SELECTED TEXT section start
Approximately 21 million Americans have diabetes, the seventh leading cost of death in this country. Diabetes raises the risk of heart disease, stroke, blindness and kidney disease but early diagnosis of type 2 diabetes can prompt lifestyle changes that can control or ward off possible complications.
Some organizations, including the American Diabetes Association and the World Health Organization have established metrics for the diagnosis of prediabetes, a condition where blood glucose levels are higher than normal but not yet high enough for a diabetes diagnosis. Others have supported a web-based risk model to define who is at high risk for prediabetes.
In the October 3, 2016 edition of JAMA Internal Medicine, Saeid Shahraz, MD, PhD and researchers at Tufts Medical Center report that current ways to evaluate prediabetes are flawed, and may lead to misdiagnosis and unnecessary testing. Dr. Shahraz answers questions about the study below:
What guidelines or metrics are currently used to diagnose prediabetes?
The American Diabetes Association (ADA) has set up a lower cut point for diagnosing prediabetes (those with Impaired Fasting Glucose 100 mg/dL) compared to the World Health Organization's cut point, which is 110 mg/dL. This arbitrariness in cut point definition triples the number of cases labeled as prediabetes. Along with lowering the diagnostic threshold by the ADA, the Centers for Disease Control and Prevention (CDC), the American Medical Association (AMA), and the ADA endorsed and advertised a web-based risk model to define high-risk population for prediabetes. The risk engine asks a few questions (age, sex, family history of diabetes, history of gestational diabetes and high blood pressure, physical activity and weight) and outputs a score that defines if the person is at risk for prediabetes. We suspected that the risk engine might overestimate the risk.
What were your major findings?
The results were surprising. Using the web-based risk model, 3 out of 5 people 40 years or older and 8 out of 10 people 60 or older are at high risk for prediabetes. While it’s important to properly identify people with prediabetes so they may make lifestyle changes to prevent the disease from developing, the tool used to identify those at high risk must be accurate. We believe the web-based tool is not helpful, as it casts too wide a net and may lead to unnecessary testing and worry.
What should consumers take away from the findings?
SELECTED TEXT section end
LISTED RECORDS section start
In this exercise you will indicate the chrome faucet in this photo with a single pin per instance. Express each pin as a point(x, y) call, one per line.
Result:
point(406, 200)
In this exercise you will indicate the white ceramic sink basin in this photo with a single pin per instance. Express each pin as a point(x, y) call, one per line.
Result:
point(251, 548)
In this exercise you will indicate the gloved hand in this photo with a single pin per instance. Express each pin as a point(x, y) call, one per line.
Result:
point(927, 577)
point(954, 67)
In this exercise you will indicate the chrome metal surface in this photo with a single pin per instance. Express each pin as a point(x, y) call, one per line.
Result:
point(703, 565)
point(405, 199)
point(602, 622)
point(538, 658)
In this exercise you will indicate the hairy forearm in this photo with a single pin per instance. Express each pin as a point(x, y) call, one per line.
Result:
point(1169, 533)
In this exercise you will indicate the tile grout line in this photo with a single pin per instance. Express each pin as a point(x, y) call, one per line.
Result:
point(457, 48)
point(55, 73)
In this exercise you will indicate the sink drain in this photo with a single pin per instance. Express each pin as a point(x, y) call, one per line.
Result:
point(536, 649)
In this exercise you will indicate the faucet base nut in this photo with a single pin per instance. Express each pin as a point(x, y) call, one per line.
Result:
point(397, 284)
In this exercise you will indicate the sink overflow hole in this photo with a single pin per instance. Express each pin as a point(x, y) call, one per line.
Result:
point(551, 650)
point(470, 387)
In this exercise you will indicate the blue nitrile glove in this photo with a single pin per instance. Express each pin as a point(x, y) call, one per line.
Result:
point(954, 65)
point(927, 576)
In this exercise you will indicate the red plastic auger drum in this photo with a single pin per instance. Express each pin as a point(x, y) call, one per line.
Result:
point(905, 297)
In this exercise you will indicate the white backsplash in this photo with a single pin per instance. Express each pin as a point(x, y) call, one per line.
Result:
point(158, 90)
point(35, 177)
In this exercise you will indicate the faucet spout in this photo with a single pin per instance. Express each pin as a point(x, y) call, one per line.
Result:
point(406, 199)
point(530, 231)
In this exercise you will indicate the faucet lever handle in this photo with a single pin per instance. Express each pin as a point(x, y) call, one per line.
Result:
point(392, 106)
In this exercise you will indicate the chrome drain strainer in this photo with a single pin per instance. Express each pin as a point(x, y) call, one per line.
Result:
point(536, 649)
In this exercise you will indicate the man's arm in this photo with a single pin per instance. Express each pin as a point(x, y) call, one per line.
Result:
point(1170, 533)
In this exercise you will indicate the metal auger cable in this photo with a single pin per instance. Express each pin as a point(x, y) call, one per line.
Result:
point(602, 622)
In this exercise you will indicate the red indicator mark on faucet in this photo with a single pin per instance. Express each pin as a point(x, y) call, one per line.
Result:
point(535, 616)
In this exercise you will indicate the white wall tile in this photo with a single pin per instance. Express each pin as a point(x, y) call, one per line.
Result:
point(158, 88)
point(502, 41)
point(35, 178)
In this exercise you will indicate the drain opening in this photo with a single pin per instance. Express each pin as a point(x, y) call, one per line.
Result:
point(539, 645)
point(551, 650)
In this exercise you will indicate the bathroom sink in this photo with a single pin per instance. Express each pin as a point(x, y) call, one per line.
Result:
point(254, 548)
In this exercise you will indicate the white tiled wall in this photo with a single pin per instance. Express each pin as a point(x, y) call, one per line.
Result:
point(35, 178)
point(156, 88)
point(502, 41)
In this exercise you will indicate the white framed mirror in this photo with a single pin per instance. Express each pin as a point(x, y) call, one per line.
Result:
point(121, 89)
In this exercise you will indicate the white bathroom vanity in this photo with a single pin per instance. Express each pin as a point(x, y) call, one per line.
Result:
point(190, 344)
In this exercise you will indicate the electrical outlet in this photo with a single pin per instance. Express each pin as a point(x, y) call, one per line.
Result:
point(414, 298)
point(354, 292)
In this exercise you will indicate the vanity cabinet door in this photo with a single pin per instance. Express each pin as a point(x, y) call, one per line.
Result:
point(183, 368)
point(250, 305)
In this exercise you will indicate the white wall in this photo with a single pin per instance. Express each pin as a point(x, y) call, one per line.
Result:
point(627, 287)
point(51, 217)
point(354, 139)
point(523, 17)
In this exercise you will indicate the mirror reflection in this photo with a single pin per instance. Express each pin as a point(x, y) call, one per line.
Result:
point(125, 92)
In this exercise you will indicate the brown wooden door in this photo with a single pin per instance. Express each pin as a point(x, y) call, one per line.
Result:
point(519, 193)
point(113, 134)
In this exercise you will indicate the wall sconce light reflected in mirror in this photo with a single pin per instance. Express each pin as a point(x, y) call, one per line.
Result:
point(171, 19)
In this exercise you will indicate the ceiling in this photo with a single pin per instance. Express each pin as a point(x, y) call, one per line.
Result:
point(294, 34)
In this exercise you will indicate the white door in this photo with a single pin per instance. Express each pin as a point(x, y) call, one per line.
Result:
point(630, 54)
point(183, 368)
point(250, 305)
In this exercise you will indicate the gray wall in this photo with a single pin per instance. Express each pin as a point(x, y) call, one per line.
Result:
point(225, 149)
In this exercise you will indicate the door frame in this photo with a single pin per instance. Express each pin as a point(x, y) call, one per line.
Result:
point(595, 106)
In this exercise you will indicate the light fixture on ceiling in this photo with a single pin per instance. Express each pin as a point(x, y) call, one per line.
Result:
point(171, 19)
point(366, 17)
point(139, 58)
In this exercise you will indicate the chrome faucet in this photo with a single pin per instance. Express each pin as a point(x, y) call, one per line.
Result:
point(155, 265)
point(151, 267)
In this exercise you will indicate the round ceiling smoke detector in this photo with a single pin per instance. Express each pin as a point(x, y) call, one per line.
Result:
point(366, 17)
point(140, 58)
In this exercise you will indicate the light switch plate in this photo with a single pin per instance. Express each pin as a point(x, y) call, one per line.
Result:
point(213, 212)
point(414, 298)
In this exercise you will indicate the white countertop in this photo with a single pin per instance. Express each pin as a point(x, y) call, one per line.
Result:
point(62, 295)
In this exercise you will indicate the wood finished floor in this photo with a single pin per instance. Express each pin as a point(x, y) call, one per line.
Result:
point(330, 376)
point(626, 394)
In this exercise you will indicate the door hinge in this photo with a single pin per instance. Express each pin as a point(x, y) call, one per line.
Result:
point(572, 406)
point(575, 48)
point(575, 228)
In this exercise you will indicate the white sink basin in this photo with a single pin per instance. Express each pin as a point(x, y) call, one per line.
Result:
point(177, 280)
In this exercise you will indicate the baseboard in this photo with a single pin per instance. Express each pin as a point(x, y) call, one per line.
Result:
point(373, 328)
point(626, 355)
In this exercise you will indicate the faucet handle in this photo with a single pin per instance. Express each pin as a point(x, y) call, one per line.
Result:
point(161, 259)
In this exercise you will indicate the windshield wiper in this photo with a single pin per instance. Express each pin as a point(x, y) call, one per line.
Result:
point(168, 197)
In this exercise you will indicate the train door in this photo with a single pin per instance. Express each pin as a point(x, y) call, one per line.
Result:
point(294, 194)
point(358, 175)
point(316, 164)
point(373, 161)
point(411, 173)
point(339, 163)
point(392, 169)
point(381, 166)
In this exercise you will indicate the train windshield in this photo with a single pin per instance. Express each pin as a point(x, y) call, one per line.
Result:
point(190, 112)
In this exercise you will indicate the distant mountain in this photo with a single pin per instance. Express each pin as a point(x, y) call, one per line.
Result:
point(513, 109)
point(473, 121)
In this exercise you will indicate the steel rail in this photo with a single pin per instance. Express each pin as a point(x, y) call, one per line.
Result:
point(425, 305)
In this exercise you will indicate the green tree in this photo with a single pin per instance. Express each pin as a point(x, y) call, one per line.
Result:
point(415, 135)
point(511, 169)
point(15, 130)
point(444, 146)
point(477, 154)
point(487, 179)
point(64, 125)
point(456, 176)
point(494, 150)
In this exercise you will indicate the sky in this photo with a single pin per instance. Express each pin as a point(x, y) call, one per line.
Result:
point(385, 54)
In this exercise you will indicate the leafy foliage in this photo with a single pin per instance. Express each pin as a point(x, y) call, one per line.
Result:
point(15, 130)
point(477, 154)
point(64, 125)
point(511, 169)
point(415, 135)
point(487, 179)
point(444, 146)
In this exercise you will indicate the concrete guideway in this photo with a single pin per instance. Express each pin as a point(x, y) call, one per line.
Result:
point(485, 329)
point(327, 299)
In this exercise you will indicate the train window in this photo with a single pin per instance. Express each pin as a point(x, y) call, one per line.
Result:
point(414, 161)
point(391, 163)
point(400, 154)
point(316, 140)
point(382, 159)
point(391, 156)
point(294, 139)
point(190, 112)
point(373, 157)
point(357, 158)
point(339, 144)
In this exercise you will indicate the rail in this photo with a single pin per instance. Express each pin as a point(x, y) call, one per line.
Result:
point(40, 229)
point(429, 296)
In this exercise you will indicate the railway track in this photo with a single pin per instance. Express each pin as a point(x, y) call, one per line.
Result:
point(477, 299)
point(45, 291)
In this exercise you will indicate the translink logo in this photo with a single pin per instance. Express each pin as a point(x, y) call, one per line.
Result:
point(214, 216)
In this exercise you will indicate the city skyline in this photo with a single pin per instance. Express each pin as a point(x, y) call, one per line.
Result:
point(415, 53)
LISTED RECORDS section end
In the text on prediabetes diagnosis, what fasting glucose cut point does the World Health Organization use to diagnose prediabetes?

[TASK OUTPUT]: 110 mg/dL